— Natural language region descriptions —

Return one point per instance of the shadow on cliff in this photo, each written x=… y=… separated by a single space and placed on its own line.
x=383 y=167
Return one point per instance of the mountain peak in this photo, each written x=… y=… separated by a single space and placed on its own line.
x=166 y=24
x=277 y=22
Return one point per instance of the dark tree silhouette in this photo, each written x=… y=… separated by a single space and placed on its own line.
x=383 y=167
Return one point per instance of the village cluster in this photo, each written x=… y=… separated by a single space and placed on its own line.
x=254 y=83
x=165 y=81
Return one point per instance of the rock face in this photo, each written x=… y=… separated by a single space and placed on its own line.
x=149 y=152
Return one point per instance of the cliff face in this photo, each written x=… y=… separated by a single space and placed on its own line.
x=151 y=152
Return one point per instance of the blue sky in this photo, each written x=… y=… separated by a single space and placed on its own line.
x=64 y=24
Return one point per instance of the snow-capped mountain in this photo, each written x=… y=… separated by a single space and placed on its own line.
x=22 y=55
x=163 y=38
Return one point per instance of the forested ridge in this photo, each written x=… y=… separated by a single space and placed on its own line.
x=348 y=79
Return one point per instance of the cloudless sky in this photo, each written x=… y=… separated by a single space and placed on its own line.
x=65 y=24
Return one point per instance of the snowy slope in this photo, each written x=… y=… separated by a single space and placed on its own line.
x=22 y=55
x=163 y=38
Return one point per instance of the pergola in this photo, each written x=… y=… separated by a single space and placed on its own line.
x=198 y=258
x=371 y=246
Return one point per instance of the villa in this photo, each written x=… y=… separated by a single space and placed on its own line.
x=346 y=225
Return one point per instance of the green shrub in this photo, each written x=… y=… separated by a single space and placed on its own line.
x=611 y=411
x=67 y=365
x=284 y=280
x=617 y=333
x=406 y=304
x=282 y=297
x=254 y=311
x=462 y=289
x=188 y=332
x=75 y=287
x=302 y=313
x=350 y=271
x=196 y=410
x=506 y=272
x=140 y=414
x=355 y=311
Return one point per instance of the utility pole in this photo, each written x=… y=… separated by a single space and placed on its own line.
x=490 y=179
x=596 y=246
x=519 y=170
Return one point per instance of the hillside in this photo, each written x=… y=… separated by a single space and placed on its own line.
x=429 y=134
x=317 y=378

— Work item —
Transcribe each entry word for word.

— Answer for the task —
Return one point per instance of the shadow on cliff in this photo, each written x=… y=… separated by a single space and placed on its own line.
x=383 y=167
Return one point per instance of the mountain peak in this photo, each written x=… y=… separated by a single space and placed on its own line.
x=166 y=24
x=277 y=22
Return one point per instance of the dark tree silhouette in this photo, each written x=… y=… separated by a single space and placed on its own line.
x=383 y=167
Return one point per instance of the village cluster in this photo, each written x=… y=… separated by a single space and placed on its own line.
x=254 y=83
x=165 y=81
Return one point per instance of the rock face in this photo, each written x=… y=… separated by a single space and placed on its own line.
x=149 y=152
Return one point per instance of the cliff face in this photo, each written x=… y=… separated by a single space and placed on its own line.
x=151 y=152
Return one point per instance of the blue sky in this photo, each written x=… y=… separated by a single space and placed on its own line.
x=64 y=24
Return one point per instance of the snow-capped mountain in this photo, each written x=… y=… separated by a single space and placed on its own line.
x=22 y=55
x=163 y=38
Return one point per instance of the forested ridge in this photo, each written x=… y=… separated by a single space and placed on its own line.
x=348 y=79
Return one point per instance of the cloudless sky in this photo, each written x=… y=… separated by a single space and placed on its own line.
x=65 y=24
Return one point per instance of the snowy slope in this photo, each written x=… y=… separated by a single space and placed on its own line.
x=22 y=55
x=163 y=38
Return one point per instance of the pergola in this photo, each written x=… y=… separated by a single space and placed on its own line.
x=198 y=258
x=371 y=246
Return one point per instance of the villa in this photo, each written x=… y=… separated by a single space and placed on its own line.
x=346 y=225
Return one point per instance of the green shrub in this photo, each written x=… y=… separated by a single space and placed on its own line.
x=611 y=411
x=67 y=365
x=284 y=280
x=617 y=333
x=406 y=304
x=282 y=297
x=254 y=311
x=462 y=289
x=188 y=332
x=75 y=287
x=302 y=313
x=350 y=271
x=196 y=410
x=506 y=272
x=140 y=414
x=355 y=311
Return one point per instance of the utility pole in this photo, each written x=… y=… separated by a single space and placed on its own line.
x=490 y=179
x=596 y=246
x=519 y=170
Return one point per instance of the hillside in this photo, each written x=… y=… separated by a single space and placed on its own line.
x=429 y=134
x=317 y=378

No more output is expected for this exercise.